Exercise material:
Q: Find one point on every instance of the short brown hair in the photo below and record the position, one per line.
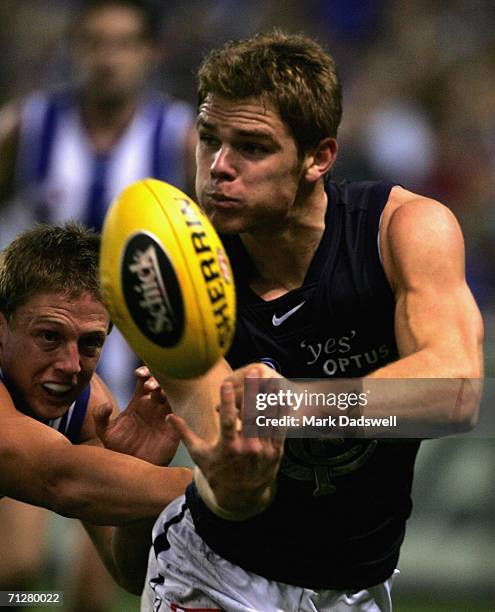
(291, 71)
(49, 258)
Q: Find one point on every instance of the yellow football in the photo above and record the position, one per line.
(166, 279)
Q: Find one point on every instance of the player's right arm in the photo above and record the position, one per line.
(10, 119)
(38, 465)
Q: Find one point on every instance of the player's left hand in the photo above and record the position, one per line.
(141, 429)
(240, 470)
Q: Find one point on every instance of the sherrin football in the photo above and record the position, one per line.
(166, 279)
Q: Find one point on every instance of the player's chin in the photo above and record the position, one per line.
(227, 221)
(50, 406)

Request: Write out every line above again, including the ones that ask where to mark, but shift each coordinate in the answers by -30, both numbers of each pair. Leave the pictures out.

Expected answer:
Q: Find one point on every instance of the short brown hair in the photo below and record the position, one per line.
(261, 41)
(19, 228)
Q: Find one point on every instance of the yellow football in the photo above and record the position, one per line.
(136, 249)
Q: Find one point on every instance of the player's right arm in the photo above and record the position, one per line.
(-20, 89)
(8, 435)
Q: Find one point on every instance of the player's left hand in the photo above and record the position, one per line.
(111, 399)
(210, 440)
Q: Find one point on every instance of the sherrin football in the photo above and record the position, one per line.
(136, 249)
Q: Find one point on every instance of the player's chin in the photo above and record the position, one per line.
(197, 191)
(20, 376)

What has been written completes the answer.